### Problem
Here are some records; copy every line that holds the word "image".

= = = = =

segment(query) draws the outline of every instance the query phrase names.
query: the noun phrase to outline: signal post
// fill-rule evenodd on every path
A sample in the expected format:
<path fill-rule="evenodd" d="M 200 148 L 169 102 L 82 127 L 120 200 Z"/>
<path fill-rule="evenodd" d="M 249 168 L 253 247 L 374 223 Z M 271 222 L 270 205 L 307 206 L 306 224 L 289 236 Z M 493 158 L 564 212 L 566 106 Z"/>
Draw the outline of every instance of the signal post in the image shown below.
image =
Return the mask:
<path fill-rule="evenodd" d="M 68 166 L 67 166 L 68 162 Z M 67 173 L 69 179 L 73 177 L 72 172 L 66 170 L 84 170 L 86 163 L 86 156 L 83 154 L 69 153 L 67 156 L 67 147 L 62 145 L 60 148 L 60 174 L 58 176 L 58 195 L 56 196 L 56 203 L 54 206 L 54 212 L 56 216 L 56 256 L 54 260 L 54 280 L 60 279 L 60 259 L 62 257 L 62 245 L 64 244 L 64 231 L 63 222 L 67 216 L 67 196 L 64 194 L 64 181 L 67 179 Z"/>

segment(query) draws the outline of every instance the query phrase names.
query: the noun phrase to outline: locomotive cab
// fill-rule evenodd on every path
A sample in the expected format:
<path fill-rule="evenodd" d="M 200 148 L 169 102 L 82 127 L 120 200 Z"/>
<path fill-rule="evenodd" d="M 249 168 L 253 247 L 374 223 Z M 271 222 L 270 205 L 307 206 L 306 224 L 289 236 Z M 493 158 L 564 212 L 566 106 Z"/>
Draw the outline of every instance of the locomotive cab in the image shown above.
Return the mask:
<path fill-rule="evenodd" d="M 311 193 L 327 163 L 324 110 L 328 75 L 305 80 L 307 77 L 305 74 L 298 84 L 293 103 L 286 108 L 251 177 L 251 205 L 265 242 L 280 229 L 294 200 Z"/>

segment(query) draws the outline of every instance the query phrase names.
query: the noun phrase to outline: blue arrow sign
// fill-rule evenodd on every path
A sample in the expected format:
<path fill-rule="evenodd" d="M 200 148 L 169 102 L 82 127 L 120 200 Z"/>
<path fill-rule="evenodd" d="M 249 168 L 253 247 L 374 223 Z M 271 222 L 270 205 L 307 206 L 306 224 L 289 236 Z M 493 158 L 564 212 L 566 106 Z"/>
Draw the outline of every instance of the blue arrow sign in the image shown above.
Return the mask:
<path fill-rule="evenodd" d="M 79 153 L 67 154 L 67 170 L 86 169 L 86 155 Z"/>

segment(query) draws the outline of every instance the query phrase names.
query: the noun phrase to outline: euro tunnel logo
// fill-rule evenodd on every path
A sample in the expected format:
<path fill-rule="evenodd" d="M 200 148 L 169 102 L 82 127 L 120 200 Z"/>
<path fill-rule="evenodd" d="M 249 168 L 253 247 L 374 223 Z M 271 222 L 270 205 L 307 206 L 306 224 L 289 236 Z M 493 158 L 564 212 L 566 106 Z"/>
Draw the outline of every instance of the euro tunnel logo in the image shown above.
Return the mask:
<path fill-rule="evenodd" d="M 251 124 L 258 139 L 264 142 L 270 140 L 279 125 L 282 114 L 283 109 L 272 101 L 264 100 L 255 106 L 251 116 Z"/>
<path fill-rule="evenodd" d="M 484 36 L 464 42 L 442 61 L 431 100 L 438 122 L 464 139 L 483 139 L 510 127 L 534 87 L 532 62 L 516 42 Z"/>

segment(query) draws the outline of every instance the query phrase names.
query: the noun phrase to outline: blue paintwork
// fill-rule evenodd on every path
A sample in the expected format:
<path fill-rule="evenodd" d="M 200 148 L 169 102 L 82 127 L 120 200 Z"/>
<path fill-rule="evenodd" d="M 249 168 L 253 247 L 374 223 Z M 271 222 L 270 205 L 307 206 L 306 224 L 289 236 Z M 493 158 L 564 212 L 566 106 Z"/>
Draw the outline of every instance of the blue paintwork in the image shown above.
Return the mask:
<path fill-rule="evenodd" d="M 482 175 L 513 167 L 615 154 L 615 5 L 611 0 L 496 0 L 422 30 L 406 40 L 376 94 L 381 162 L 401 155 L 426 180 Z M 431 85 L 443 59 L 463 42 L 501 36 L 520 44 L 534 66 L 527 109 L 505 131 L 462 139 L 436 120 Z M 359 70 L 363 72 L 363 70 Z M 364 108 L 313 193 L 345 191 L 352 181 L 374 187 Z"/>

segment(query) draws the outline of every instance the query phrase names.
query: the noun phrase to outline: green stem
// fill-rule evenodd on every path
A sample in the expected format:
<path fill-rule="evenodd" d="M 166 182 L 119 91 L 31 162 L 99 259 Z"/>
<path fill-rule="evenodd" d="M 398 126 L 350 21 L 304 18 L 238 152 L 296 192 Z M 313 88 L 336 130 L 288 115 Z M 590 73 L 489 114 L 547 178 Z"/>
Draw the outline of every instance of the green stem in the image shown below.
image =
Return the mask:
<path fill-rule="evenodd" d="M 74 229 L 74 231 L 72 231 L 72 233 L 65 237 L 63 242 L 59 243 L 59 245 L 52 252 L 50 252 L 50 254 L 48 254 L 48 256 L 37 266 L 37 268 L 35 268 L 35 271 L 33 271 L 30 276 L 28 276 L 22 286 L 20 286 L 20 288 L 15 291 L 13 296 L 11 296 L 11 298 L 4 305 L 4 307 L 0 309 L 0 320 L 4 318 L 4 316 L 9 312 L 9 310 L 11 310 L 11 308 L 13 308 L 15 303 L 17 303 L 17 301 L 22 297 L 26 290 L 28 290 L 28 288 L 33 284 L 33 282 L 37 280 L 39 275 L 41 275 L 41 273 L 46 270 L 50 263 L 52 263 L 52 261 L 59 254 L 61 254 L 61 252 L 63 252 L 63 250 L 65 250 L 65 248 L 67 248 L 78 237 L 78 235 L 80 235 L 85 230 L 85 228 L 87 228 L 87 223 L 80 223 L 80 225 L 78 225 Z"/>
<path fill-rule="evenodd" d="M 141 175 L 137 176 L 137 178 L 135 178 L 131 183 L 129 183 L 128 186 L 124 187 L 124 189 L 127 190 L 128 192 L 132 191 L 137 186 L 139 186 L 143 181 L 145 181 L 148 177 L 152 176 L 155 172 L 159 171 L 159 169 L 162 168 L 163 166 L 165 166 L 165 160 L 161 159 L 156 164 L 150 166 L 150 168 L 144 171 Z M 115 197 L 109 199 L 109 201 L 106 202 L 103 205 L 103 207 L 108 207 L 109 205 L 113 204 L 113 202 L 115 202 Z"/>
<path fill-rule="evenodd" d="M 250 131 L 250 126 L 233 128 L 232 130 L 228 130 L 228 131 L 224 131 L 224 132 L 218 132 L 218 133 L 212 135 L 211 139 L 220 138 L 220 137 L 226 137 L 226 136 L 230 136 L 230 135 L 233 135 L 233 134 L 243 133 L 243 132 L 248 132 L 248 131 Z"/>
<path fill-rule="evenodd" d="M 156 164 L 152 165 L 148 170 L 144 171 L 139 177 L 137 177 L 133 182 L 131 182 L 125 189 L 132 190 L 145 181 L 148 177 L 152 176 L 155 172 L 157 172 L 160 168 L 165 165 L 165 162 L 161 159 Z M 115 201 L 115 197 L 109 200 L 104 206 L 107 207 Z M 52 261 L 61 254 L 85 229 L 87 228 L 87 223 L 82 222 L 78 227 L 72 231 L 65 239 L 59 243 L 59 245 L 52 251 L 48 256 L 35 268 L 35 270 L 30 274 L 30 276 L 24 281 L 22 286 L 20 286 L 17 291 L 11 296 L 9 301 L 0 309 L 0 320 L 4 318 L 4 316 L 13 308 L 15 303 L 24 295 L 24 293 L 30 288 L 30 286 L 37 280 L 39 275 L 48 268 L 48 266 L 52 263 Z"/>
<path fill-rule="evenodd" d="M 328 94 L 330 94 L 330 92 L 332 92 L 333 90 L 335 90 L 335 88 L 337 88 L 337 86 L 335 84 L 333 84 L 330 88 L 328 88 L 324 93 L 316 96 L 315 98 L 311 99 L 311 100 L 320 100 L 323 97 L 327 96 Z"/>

= = = = =

### Response to this exercise
Draw the outline of every instance of the signal post in the image shown below.
image =
Draw the outline of every instance of the locomotive cab in the image shown above.
Draw the outline of every instance of the blue arrow sign in the image shown above.
Draw the outline of every instance of the euro tunnel logo in the image shown above.
Draw the outline of every instance of the blue paintwork in the image shown above.
Draw the outline of every instance of the green stem in the image shown below.
image =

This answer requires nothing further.